DATA EXTRACTS
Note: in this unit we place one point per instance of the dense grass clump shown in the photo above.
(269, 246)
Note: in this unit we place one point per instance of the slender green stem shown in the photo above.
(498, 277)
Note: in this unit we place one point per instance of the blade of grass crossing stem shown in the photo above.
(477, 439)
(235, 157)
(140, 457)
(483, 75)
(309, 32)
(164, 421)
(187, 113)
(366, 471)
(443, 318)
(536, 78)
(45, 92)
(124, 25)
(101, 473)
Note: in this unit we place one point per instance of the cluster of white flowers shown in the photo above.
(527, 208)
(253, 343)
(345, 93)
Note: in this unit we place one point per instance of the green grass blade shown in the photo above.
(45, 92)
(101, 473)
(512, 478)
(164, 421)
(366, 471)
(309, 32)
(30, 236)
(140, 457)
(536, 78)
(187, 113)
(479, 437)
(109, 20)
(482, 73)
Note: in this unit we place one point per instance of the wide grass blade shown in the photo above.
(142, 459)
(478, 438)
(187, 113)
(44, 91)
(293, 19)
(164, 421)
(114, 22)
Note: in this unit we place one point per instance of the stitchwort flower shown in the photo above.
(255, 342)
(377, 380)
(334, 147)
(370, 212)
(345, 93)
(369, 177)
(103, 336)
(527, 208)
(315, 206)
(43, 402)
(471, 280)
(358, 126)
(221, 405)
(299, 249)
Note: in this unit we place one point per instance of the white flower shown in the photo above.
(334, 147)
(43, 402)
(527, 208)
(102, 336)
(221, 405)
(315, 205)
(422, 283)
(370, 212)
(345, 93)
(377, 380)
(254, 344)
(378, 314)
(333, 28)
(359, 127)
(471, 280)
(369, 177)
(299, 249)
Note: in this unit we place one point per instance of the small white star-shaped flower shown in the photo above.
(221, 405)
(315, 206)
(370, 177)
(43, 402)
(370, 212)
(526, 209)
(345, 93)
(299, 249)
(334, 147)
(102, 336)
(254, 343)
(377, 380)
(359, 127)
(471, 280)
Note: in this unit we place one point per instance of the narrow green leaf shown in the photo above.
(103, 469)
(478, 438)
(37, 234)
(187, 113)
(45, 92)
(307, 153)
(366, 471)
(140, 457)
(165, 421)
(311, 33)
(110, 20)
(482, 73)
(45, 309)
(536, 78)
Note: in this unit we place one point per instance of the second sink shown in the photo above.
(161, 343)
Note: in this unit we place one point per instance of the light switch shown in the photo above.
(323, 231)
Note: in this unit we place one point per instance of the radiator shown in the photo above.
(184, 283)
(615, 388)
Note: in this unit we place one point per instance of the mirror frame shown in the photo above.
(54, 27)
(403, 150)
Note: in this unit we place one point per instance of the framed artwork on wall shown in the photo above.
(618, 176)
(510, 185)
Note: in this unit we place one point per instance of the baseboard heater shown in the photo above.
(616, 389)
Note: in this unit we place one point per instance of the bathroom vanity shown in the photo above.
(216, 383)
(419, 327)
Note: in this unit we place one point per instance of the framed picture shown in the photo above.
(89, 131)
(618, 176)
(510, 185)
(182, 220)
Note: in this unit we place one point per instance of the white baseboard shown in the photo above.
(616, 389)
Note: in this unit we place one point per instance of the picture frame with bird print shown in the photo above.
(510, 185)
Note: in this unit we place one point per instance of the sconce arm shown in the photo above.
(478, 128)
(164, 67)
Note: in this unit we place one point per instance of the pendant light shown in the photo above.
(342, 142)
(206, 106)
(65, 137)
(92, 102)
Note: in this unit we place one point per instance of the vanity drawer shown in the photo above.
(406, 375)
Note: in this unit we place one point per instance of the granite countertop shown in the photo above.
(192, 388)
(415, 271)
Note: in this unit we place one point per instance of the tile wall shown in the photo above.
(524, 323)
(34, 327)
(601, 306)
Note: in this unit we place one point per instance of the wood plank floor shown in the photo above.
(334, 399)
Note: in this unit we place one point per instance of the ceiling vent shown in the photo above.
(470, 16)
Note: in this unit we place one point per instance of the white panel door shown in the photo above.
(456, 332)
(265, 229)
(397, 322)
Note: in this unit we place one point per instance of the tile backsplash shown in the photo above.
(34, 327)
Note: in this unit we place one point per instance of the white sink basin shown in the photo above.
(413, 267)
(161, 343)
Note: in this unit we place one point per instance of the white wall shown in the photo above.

ABOUT THIS TASK
Everything in the records above should be written out again exactly.

WRITTEN SOLUTION
Note: in this unit we place one point per instance of the dense grass clump shown in the photo above.
(269, 246)
Note: in this unit we place one point per instance of the slender green stem shown in the photo above.
(498, 277)
Note: in this unit we place one point per instance of the blade of grass crossing stem shown in the photo above.
(477, 439)
(235, 157)
(140, 457)
(483, 75)
(309, 32)
(164, 421)
(187, 113)
(366, 471)
(443, 318)
(536, 78)
(45, 92)
(124, 25)
(101, 473)
Note: in this unit we place one point per instance of the cluster of white flowers shown in the photo above.
(527, 208)
(253, 343)
(345, 93)
Note: in this unit we place one point per instance of the green grass blade shown in the photo above.
(45, 92)
(101, 473)
(512, 478)
(164, 421)
(366, 471)
(309, 32)
(30, 236)
(140, 457)
(536, 78)
(187, 113)
(479, 437)
(109, 20)
(482, 73)
Note: in this unit we place one point per instance of the wide grass blade shown in the photo above.
(142, 459)
(478, 438)
(187, 113)
(44, 91)
(293, 19)
(164, 421)
(114, 22)
Note: in this unit we place one point per instance of the stitchwort flower shown in the photo above.
(255, 342)
(377, 380)
(334, 147)
(370, 212)
(345, 93)
(369, 177)
(103, 336)
(527, 208)
(315, 206)
(43, 402)
(471, 280)
(358, 126)
(221, 405)
(299, 249)
Note: in this unit we place one point per instance of the white flower shown in the photo above.
(334, 147)
(43, 402)
(527, 208)
(102, 336)
(221, 405)
(315, 205)
(422, 283)
(370, 212)
(345, 93)
(377, 380)
(254, 344)
(378, 314)
(333, 28)
(359, 127)
(471, 280)
(369, 177)
(299, 249)
Note: in this unit we place one point per instance of the small white star-shaped flower shown in the photo above.
(221, 405)
(315, 206)
(370, 177)
(43, 402)
(370, 212)
(526, 209)
(345, 93)
(299, 249)
(334, 147)
(102, 336)
(254, 343)
(377, 380)
(359, 127)
(471, 280)
Note: in this unit we place one point per instance of the narrow green leaf shown in the photo above.
(103, 469)
(478, 438)
(37, 234)
(187, 113)
(45, 92)
(307, 153)
(366, 471)
(140, 457)
(165, 421)
(311, 33)
(110, 20)
(482, 73)
(45, 309)
(536, 78)
Note: in this unit we place one point per instance of the second sink shown in the photo above.
(161, 343)
Note: in this unit we place one point per instance of the light switch shown in the photo above.
(323, 231)
Note: in this unit we place one point per instance of the radiator shown in the photo above.
(184, 283)
(615, 388)
Note: in this unit we place one point per instance of the mirror frame shown in the photo above.
(54, 27)
(403, 150)
Note: in this unit we place one point per instance of the framed artwork on wall shown in the photo above.
(618, 176)
(510, 185)
Note: in this unit we place one point per instance of the baseboard heater shown in the photo above.
(616, 389)
Note: in this unit we place one point per instance of the bathroom vanity shown in the photo above.
(216, 383)
(419, 327)
Note: in this unit we place one point per instance of the framed picture shown in the photo above.
(89, 131)
(618, 176)
(510, 185)
(182, 220)
Note: in this unit we place one point per instance of the white baseboard shown in the photo above.
(616, 389)
Note: in this unit we place one point per instance of the picture frame with bird print shown in the photo above.
(510, 185)
Note: in this unit we place one point per instance of the sconce arm shown in the photo above.
(478, 128)
(164, 67)
Note: in this unit we place one point per instance of the pendant light shown in the photo above.
(342, 142)
(206, 106)
(65, 137)
(92, 102)
Note: in this unit we place one point per instance of the vanity drawer shown in the photo above.
(406, 375)
Note: in this unit we place one point per instance of the granite countertop shown in the photo above.
(192, 388)
(415, 271)
Note: in this unit we place one point per instance of the tile wall shown in the photo above.
(524, 323)
(34, 327)
(601, 306)
Note: in this unit we place one point per instance of the wood plank floor shown in the photo above.
(334, 399)
Note: in this unit we place one point per instance of the ceiling vent shown in the photo above.
(470, 16)
Note: in this unit we place one point per instance of the white panel door shown in the photo above.
(456, 332)
(265, 229)
(397, 322)
Note: in this unit we place one point per instance of the tile backsplash shown in the photo above.
(34, 327)
Note: in this unit we place one point per instance of the white sink basin shown in the photo above.
(413, 267)
(161, 343)
Note: in this unit we place one point per instance of the white wall shown in the photo above.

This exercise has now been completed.